## To do
Quote each of the following rows word for word, leaving out the pictures.
═══ Dataset
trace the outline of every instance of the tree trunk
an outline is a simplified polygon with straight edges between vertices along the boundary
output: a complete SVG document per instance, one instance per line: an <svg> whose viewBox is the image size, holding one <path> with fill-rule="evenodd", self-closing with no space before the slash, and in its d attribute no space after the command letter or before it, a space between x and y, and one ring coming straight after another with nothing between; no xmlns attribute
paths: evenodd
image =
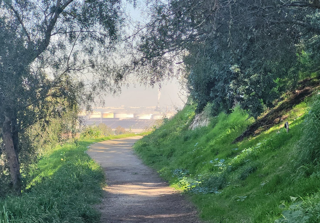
══════
## Solution for this task
trace the outline of every instance of the tree trunk
an outline is a simplified polygon with straight edges between vertices along the boundary
output: a complete SVG document per instance, one instance per line: an <svg> whose viewBox is the image size, holding one <path> with fill-rule="evenodd", self-closing with no space before the slash, and in its d attribute no space after the command letter or before it, a space between x and y, and one ring coming straight after another with nothing between; no xmlns attribute
paths: evenodd
image =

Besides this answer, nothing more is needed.